-- START RECORD EXCERPTS --

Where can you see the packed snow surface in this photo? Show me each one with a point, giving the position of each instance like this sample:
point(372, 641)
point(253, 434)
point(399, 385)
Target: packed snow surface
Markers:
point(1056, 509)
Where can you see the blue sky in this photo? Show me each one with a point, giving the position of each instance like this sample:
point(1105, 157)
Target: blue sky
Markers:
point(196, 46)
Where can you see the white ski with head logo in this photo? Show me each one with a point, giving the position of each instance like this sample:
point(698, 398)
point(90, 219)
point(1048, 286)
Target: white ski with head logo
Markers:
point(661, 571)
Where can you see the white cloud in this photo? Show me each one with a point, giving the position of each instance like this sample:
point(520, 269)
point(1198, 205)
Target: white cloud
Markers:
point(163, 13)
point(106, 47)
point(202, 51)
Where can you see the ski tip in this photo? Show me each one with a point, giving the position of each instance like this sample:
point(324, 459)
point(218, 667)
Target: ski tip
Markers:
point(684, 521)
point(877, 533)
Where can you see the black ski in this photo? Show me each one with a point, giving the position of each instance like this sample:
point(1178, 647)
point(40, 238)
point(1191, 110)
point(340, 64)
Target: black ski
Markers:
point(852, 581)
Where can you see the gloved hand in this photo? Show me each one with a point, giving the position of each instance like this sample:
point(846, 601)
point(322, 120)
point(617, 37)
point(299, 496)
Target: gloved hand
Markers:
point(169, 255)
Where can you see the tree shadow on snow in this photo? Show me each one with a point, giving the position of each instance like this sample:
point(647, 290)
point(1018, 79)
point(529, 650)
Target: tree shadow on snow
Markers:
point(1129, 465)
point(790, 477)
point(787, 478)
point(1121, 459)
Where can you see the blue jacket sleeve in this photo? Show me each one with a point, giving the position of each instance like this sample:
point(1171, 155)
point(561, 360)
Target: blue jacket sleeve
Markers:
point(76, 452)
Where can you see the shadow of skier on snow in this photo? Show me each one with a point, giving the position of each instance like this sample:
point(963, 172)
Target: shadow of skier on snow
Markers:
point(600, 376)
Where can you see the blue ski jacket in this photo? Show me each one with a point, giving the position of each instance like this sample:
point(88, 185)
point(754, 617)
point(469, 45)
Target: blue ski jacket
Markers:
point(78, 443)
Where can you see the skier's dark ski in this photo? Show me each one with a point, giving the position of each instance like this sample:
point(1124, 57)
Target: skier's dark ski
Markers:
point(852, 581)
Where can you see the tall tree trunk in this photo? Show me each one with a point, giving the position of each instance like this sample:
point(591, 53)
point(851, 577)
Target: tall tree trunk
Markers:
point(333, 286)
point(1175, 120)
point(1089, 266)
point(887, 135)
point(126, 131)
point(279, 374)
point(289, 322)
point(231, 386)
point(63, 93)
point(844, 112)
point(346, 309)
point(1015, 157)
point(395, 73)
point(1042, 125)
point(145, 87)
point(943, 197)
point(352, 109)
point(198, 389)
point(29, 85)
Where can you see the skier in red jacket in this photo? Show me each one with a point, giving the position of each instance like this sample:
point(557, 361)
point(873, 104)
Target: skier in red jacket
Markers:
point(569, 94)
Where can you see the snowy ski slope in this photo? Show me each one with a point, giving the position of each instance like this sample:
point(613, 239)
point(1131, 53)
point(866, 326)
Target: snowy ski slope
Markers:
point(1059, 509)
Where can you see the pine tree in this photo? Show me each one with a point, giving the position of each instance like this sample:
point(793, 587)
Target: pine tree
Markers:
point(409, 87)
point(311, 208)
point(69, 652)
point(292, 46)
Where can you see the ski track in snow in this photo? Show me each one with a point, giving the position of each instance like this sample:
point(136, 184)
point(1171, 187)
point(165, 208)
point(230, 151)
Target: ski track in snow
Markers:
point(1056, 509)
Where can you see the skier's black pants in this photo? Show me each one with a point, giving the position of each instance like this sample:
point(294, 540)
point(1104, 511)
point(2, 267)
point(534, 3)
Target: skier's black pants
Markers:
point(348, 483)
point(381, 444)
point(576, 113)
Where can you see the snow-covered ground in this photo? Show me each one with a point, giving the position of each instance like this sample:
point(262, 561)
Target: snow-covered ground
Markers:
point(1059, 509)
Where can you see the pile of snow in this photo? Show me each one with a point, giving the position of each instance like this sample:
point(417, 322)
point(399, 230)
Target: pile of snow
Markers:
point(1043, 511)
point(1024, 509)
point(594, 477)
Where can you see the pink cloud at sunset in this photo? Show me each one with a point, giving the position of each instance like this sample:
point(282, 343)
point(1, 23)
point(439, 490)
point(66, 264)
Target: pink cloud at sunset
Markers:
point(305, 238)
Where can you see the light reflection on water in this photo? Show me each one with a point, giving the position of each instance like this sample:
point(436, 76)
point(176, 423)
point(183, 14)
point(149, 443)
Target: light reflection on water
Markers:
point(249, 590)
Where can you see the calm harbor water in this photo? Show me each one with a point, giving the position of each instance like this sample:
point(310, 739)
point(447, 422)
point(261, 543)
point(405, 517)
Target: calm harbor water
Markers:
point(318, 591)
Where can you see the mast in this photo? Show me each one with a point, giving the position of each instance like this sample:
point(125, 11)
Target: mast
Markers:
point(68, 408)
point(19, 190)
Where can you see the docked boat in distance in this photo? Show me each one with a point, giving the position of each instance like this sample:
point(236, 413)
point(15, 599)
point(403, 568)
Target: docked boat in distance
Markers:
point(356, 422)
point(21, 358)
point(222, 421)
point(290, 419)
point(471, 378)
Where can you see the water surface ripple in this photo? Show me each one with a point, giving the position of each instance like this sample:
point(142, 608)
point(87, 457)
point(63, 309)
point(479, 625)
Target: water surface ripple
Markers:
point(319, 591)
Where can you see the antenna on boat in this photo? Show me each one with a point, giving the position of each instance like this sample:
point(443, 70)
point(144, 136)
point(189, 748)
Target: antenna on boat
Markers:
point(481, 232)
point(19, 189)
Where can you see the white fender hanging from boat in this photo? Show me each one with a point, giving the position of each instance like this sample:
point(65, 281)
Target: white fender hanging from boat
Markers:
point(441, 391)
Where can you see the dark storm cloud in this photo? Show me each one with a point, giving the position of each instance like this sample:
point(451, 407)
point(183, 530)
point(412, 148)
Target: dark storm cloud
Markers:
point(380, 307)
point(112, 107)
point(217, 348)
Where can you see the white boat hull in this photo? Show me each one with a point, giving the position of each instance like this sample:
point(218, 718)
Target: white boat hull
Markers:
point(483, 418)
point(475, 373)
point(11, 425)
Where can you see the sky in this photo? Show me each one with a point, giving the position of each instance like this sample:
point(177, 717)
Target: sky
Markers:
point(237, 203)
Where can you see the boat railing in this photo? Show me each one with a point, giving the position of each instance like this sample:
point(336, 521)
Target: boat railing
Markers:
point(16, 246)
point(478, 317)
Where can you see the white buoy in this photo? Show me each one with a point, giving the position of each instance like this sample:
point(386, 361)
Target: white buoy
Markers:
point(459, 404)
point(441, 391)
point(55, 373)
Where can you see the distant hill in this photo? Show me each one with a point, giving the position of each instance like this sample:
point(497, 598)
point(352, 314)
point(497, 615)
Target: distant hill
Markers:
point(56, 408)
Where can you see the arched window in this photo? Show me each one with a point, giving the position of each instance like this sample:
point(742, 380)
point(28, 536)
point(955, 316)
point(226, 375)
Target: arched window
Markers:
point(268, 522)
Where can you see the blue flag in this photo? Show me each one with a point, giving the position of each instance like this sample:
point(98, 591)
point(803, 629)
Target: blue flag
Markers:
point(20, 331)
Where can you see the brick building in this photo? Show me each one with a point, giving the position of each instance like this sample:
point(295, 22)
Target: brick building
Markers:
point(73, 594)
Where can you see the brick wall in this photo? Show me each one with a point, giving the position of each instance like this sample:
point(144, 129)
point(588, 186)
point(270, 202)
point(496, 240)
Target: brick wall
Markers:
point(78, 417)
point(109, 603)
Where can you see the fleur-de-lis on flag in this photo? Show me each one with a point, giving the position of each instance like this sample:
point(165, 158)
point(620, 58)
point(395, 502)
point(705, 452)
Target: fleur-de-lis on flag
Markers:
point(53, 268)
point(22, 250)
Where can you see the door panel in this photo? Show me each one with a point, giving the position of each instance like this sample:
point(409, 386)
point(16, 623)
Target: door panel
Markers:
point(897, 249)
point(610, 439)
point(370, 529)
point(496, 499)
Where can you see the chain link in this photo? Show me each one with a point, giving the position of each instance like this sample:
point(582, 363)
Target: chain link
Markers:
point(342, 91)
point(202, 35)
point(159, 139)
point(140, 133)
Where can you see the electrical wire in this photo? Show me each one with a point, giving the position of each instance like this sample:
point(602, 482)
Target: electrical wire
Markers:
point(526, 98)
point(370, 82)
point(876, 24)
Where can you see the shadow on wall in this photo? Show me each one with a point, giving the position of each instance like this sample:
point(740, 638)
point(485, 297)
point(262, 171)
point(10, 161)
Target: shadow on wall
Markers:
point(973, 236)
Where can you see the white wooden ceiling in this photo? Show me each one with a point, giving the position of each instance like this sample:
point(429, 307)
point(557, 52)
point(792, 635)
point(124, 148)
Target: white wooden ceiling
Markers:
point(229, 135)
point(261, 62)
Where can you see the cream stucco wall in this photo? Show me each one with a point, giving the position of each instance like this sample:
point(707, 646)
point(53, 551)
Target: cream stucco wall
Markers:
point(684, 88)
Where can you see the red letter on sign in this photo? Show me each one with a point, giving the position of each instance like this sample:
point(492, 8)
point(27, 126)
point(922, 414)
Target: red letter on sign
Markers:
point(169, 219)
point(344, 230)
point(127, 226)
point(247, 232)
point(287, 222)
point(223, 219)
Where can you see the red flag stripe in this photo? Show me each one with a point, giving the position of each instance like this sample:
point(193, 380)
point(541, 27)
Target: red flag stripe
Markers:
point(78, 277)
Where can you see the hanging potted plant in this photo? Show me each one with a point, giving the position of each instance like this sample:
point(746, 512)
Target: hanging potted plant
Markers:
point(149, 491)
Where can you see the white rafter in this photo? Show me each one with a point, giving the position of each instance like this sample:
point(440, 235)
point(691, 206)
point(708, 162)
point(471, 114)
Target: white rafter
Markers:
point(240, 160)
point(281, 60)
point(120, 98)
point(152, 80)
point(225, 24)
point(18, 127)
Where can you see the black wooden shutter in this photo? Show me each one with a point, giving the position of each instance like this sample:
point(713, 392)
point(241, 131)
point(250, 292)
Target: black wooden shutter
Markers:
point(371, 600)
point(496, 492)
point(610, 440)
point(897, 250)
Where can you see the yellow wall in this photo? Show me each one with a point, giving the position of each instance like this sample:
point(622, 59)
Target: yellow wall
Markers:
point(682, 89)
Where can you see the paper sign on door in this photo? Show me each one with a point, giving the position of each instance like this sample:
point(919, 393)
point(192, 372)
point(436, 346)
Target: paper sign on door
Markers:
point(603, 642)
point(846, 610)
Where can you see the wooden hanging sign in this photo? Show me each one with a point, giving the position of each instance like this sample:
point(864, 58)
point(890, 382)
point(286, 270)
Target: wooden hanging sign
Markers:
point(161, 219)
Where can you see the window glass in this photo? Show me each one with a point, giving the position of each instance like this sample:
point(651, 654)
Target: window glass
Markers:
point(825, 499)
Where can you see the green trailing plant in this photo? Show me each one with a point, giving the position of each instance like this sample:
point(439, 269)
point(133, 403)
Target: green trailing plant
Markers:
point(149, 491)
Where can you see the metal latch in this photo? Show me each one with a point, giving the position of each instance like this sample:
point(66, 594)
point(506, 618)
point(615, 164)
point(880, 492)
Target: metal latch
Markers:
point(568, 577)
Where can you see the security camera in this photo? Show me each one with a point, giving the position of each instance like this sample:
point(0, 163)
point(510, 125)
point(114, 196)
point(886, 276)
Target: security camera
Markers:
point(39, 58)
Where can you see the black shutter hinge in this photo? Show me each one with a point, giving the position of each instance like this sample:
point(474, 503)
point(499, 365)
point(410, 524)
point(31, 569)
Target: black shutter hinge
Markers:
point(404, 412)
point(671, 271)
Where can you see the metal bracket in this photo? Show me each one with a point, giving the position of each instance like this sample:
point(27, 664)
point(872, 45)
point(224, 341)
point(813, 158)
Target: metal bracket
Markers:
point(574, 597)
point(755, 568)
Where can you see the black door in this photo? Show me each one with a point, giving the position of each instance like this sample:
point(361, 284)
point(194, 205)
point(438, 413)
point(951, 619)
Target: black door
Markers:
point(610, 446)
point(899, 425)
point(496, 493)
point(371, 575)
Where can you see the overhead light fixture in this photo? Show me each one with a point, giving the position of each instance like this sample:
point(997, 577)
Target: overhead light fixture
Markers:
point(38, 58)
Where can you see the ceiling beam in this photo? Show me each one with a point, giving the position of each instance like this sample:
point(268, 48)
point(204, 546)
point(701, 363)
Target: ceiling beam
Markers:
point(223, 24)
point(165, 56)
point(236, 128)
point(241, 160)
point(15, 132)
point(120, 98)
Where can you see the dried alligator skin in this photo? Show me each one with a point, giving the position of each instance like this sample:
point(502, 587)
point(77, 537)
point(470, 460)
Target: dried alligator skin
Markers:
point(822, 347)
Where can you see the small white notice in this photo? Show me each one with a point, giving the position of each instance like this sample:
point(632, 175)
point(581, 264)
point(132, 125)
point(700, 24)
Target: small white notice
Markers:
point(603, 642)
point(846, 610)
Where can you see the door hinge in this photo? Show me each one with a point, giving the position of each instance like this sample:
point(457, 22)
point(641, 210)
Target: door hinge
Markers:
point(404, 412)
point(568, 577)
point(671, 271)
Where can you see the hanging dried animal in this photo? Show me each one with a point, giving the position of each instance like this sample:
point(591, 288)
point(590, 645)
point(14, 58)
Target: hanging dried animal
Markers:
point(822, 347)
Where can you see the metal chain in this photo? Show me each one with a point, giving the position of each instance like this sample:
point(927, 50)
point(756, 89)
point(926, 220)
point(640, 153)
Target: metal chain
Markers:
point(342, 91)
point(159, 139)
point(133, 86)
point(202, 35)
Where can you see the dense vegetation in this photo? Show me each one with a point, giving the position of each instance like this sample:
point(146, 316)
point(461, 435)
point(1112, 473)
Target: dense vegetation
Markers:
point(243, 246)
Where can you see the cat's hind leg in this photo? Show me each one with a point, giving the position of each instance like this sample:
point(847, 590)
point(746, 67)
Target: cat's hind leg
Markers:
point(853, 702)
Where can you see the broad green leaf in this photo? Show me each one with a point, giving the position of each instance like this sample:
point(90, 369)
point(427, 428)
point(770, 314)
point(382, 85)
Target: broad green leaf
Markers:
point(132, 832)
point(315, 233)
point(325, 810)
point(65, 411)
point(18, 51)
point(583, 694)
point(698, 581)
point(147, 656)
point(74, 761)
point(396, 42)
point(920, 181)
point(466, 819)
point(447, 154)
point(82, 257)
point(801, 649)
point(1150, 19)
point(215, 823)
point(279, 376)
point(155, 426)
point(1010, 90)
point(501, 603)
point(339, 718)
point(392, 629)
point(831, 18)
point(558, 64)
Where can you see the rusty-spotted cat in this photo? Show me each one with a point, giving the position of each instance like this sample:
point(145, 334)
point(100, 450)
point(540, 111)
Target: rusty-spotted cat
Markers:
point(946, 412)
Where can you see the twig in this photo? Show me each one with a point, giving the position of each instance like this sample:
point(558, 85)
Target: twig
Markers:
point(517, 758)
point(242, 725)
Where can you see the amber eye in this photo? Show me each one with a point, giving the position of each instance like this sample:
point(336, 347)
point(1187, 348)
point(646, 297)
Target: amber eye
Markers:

-- END RECORD EXCERPTS --

GIVEN PROBLEM
Output the part of the records that opens with the line containing "Where can you see the boat" and closes with the line containing "point(478, 317)" as a Markdown table. Use the columns Row and Line, and leave out any blank lines.

SOLUTION TO THIS PROBLEM
| Row | Line |
|---|---|
| 1 | Where can you see the boat railing in this photo? Show me each one with a point, giving the position of each instance like this sample: |
| 2 | point(336, 521) |
| 3 | Target: boat railing |
| 4 | Markers: |
| 5 | point(16, 246) |
| 6 | point(478, 317) |